= WHAT IS NEEDED =
After finding the line containing "Target: ice field" below, please output that line and each following one through the line containing "Target: snow covered ground", exactly as written.

= DATA FOR THIS EXERCISE =

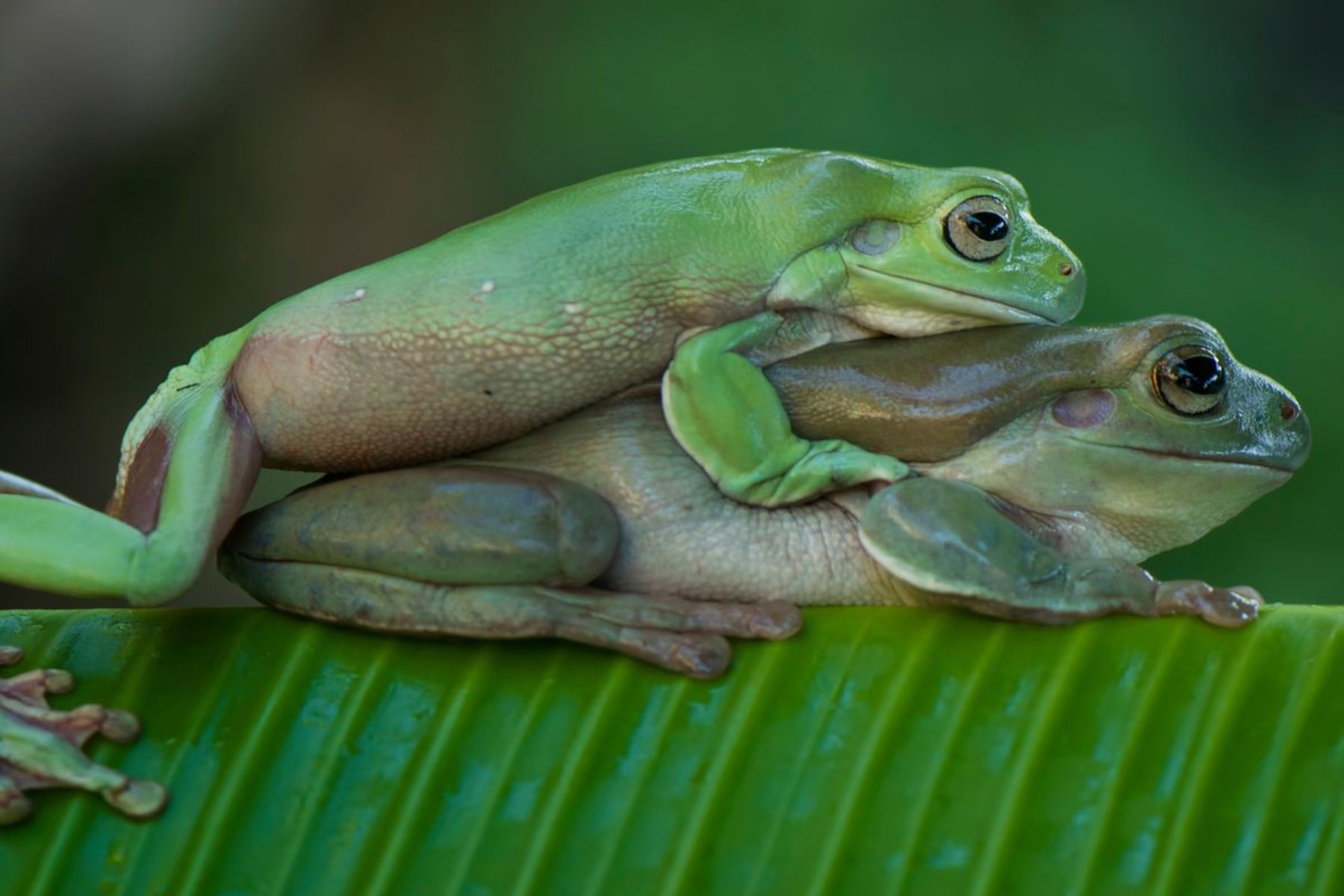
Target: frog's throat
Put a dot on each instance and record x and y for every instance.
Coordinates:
(959, 301)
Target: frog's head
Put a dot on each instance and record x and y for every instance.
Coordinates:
(1172, 438)
(956, 249)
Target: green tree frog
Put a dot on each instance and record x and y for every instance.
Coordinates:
(515, 321)
(1050, 462)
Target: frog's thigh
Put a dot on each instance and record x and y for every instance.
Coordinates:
(475, 551)
(947, 538)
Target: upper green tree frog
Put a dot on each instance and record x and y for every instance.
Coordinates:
(514, 321)
(1051, 461)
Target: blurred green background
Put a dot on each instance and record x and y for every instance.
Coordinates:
(171, 167)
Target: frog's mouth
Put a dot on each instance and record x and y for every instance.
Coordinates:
(932, 299)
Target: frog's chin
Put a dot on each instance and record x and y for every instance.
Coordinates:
(1273, 469)
(927, 308)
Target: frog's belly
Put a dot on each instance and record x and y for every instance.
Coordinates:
(682, 536)
(343, 403)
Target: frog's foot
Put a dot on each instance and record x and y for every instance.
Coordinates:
(42, 747)
(683, 635)
(1228, 608)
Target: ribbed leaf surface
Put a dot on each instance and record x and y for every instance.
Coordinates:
(883, 751)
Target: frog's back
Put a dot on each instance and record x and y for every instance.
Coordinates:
(502, 326)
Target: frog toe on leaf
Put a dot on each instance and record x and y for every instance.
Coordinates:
(517, 320)
(42, 747)
(1050, 462)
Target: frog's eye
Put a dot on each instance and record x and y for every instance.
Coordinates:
(875, 237)
(1189, 379)
(979, 228)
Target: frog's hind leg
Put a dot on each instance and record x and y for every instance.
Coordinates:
(190, 458)
(475, 551)
(952, 541)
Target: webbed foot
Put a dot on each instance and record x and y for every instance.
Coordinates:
(1228, 608)
(688, 637)
(42, 747)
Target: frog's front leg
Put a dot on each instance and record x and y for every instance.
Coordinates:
(40, 747)
(952, 541)
(727, 417)
(475, 551)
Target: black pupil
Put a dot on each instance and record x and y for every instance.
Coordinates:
(987, 226)
(1199, 374)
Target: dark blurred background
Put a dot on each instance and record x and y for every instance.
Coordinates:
(171, 167)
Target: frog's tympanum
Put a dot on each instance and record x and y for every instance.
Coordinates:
(40, 747)
(1050, 462)
(511, 323)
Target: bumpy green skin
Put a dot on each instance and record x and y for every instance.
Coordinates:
(515, 321)
(1053, 469)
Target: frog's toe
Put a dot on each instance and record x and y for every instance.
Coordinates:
(137, 798)
(120, 726)
(42, 746)
(773, 620)
(698, 656)
(1226, 608)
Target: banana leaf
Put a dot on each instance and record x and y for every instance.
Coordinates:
(880, 751)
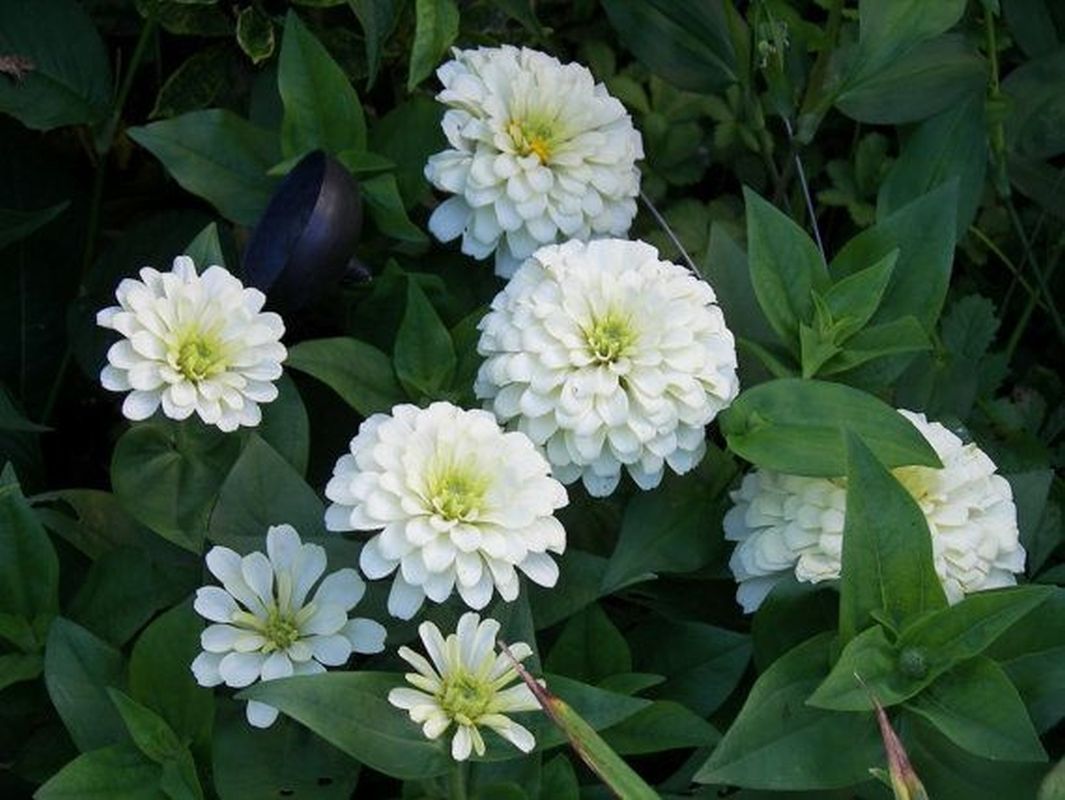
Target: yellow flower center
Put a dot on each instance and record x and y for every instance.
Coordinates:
(465, 698)
(609, 337)
(198, 356)
(531, 136)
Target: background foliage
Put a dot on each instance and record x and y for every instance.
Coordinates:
(926, 139)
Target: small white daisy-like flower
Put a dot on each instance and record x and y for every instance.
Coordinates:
(792, 524)
(459, 504)
(193, 343)
(465, 683)
(607, 357)
(265, 626)
(539, 153)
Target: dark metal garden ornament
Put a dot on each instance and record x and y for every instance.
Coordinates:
(305, 241)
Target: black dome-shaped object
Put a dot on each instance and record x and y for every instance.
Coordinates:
(301, 246)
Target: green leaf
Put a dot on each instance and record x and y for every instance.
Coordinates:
(359, 373)
(79, 667)
(255, 34)
(167, 475)
(67, 79)
(118, 772)
(381, 194)
(780, 743)
(786, 266)
(322, 110)
(933, 76)
(797, 426)
(590, 648)
(687, 44)
(923, 232)
(377, 18)
(669, 529)
(887, 564)
(216, 156)
(978, 708)
(436, 28)
(261, 490)
(379, 735)
(29, 568)
(952, 144)
(251, 763)
(17, 225)
(702, 664)
(161, 676)
(1034, 125)
(424, 353)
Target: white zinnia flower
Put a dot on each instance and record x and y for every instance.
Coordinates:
(459, 504)
(465, 683)
(193, 343)
(540, 152)
(607, 356)
(266, 627)
(788, 523)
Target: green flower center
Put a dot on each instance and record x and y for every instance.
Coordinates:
(199, 356)
(465, 698)
(457, 493)
(610, 337)
(533, 136)
(281, 632)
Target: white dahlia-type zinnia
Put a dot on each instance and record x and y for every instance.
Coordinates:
(193, 343)
(465, 683)
(789, 524)
(264, 624)
(539, 153)
(460, 506)
(607, 357)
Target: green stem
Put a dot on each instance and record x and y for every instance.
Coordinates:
(457, 782)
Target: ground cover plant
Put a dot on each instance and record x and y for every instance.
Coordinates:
(496, 398)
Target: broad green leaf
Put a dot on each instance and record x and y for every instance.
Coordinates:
(436, 28)
(67, 79)
(425, 358)
(359, 373)
(887, 564)
(384, 203)
(672, 528)
(261, 490)
(118, 772)
(687, 44)
(950, 772)
(780, 743)
(952, 144)
(978, 708)
(251, 763)
(923, 232)
(161, 676)
(216, 156)
(1035, 126)
(16, 225)
(79, 668)
(29, 568)
(167, 475)
(786, 266)
(702, 664)
(797, 426)
(377, 18)
(379, 735)
(322, 110)
(931, 77)
(255, 34)
(590, 648)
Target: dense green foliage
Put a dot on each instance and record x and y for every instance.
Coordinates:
(871, 188)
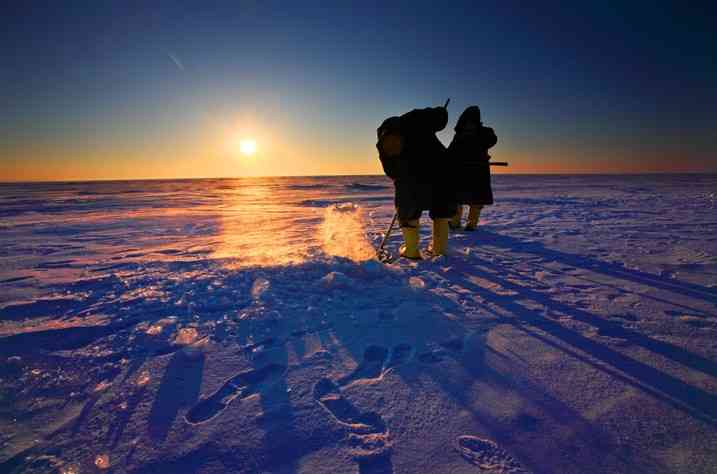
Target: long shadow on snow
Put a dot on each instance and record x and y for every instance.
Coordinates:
(693, 400)
(610, 269)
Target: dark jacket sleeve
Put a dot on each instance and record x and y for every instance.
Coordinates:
(488, 137)
(392, 166)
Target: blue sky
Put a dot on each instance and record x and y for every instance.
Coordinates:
(100, 90)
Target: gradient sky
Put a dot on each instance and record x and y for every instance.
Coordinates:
(148, 89)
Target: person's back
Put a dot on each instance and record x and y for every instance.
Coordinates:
(468, 154)
(409, 150)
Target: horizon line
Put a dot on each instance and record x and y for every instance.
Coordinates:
(577, 173)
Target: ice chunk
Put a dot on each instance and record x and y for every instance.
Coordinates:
(335, 280)
(260, 286)
(102, 461)
(186, 336)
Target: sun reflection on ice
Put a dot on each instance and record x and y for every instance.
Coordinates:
(344, 233)
(270, 222)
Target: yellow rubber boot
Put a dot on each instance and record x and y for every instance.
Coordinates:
(473, 217)
(440, 237)
(455, 222)
(410, 238)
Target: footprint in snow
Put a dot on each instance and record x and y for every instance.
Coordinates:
(328, 394)
(368, 437)
(487, 455)
(240, 386)
(400, 354)
(371, 367)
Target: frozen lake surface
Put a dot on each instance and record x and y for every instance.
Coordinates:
(241, 326)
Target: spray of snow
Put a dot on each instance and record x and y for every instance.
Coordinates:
(343, 233)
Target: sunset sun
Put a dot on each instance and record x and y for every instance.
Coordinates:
(247, 146)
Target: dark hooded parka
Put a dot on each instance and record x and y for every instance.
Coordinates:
(468, 155)
(416, 163)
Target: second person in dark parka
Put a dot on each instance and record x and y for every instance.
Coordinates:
(468, 155)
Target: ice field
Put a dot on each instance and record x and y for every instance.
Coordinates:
(242, 326)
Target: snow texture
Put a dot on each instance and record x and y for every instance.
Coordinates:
(243, 326)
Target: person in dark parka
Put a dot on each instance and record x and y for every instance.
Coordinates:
(410, 154)
(468, 154)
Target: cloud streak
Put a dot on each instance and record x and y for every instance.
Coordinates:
(176, 61)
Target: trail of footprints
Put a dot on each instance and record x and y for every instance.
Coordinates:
(368, 433)
(488, 456)
(241, 385)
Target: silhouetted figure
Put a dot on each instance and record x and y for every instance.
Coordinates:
(414, 158)
(468, 152)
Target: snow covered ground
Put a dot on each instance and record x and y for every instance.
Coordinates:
(241, 326)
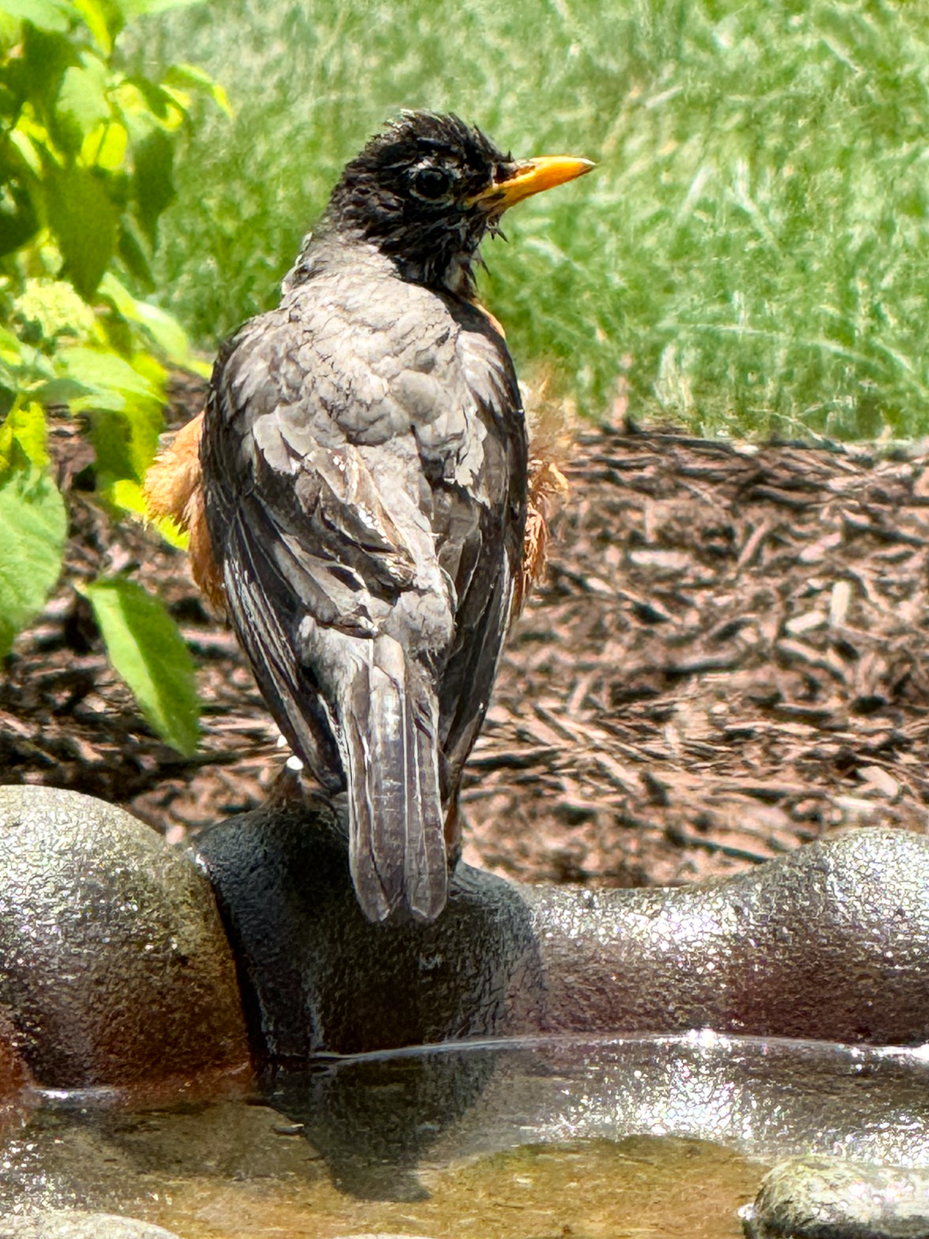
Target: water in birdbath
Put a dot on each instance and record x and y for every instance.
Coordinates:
(558, 1138)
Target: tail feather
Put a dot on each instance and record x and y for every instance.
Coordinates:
(396, 843)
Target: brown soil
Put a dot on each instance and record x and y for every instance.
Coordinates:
(727, 657)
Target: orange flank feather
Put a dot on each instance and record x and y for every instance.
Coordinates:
(174, 487)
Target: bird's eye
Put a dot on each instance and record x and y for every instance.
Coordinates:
(431, 182)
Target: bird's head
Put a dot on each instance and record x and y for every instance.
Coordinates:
(427, 190)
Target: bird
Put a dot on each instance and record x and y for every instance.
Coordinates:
(356, 492)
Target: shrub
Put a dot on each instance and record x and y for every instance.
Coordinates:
(87, 156)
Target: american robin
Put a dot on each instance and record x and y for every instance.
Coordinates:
(362, 504)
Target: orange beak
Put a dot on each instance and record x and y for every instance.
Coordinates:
(530, 177)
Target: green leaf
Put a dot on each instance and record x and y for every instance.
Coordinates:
(43, 14)
(98, 17)
(82, 102)
(105, 372)
(17, 218)
(86, 223)
(22, 437)
(198, 79)
(164, 328)
(152, 186)
(148, 651)
(134, 8)
(35, 523)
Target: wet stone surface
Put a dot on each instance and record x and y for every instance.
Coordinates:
(819, 1198)
(115, 967)
(79, 1225)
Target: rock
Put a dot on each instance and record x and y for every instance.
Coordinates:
(829, 943)
(79, 1225)
(321, 976)
(824, 1198)
(114, 967)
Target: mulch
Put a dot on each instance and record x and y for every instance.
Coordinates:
(727, 657)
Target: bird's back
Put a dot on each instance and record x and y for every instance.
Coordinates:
(364, 464)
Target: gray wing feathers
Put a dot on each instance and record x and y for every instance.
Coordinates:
(390, 753)
(364, 460)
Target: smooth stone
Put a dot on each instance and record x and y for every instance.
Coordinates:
(829, 943)
(825, 1198)
(79, 1225)
(114, 967)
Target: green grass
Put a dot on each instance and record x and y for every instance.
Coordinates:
(751, 255)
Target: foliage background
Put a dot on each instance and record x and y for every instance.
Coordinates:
(751, 254)
(87, 153)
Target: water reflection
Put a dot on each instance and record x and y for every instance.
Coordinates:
(383, 1141)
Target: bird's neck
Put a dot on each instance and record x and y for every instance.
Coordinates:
(441, 271)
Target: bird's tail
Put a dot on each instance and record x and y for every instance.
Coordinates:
(390, 753)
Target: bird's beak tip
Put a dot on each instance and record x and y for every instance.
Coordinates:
(532, 176)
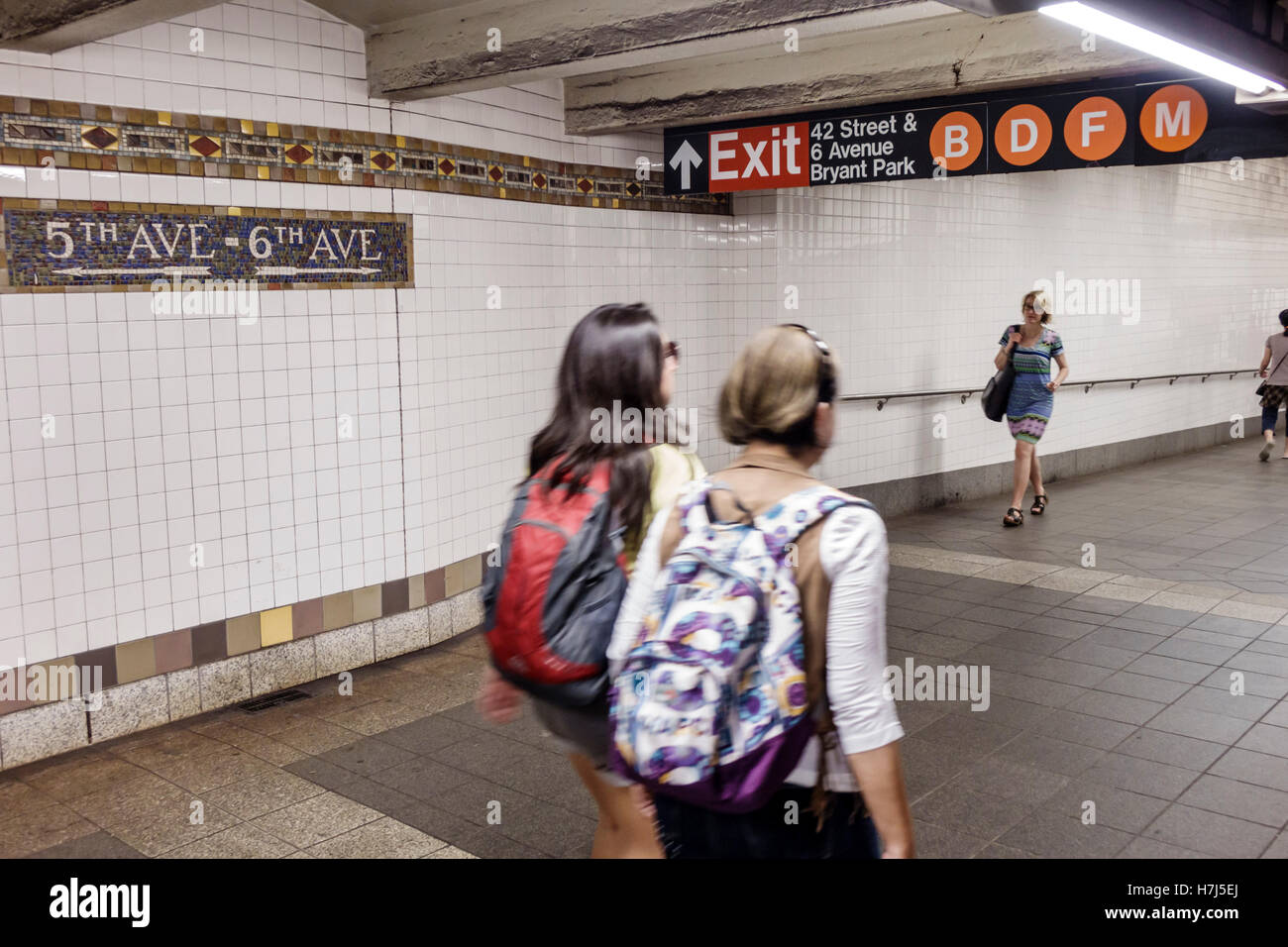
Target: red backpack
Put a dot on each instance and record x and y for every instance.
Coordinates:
(553, 598)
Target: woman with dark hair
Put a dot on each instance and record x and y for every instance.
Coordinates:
(614, 382)
(1276, 385)
(1031, 346)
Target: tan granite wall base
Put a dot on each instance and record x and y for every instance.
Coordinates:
(48, 729)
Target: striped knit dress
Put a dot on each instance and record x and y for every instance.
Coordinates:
(1028, 410)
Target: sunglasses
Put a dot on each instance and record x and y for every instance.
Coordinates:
(825, 381)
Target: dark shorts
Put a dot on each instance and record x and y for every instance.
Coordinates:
(583, 731)
(772, 831)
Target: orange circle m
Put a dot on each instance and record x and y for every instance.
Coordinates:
(956, 141)
(1095, 128)
(1022, 134)
(1173, 118)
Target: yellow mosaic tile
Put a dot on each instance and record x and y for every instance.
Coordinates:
(366, 603)
(274, 626)
(136, 660)
(243, 634)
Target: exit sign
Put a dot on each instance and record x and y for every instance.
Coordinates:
(1035, 131)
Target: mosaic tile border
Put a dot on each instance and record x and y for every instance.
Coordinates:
(248, 634)
(204, 210)
(82, 136)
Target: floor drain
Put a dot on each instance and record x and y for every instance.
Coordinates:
(270, 699)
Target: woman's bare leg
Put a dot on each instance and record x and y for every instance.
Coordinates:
(623, 830)
(1022, 464)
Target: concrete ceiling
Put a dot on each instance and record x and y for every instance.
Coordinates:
(626, 64)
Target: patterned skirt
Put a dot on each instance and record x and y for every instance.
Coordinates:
(1028, 410)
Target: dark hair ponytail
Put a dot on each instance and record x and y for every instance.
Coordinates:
(613, 355)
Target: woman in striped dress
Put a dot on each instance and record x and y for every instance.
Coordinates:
(1028, 410)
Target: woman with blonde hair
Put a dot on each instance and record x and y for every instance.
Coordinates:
(819, 650)
(1030, 346)
(1274, 392)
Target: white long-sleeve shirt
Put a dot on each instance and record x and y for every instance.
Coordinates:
(855, 558)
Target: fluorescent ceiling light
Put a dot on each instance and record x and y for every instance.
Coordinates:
(1146, 42)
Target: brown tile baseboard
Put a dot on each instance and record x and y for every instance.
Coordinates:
(250, 634)
(38, 731)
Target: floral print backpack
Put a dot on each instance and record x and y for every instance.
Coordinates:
(709, 705)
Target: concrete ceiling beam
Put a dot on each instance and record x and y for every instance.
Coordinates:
(443, 52)
(951, 54)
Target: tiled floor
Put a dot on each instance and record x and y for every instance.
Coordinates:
(1109, 685)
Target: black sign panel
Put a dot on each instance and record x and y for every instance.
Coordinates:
(897, 145)
(1142, 124)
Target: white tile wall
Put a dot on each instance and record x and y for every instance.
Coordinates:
(174, 432)
(913, 283)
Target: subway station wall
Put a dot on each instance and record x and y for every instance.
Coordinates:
(913, 285)
(197, 429)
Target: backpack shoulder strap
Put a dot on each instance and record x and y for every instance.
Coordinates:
(794, 514)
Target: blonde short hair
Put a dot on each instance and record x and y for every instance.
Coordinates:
(773, 388)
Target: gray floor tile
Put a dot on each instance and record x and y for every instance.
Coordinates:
(1168, 669)
(1048, 753)
(1240, 628)
(1172, 749)
(1253, 767)
(970, 732)
(1141, 776)
(1220, 701)
(1210, 832)
(1239, 799)
(1249, 682)
(1060, 836)
(97, 845)
(1265, 738)
(939, 841)
(1201, 724)
(1059, 628)
(1153, 848)
(366, 757)
(1142, 686)
(1083, 728)
(1115, 806)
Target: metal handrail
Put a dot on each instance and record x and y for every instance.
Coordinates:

= COMPLETED EXERCISE =
Target: ice field
Put a dot on each instance and record x and y for every instance.
Coordinates:
(242, 326)
Target: snow texture
Put a dot on each instance and record x and y for every instance.
Coordinates:
(243, 326)
Target: person in dark parka
Put a dot on each instance and record x and y for every instance.
Coordinates:
(410, 154)
(468, 154)
Target: cloud streak
Put a dot on each instance and record x and y for every instance.
Coordinates:
(176, 61)
Target: trail of footprints
Put a dot on each instance and record x and y for every instance.
Coordinates:
(368, 433)
(488, 456)
(241, 385)
Target: silhouetted figure
Put a dot on each instance and record x and y for every instance.
Coordinates:
(414, 158)
(468, 152)
Target: snow covered ground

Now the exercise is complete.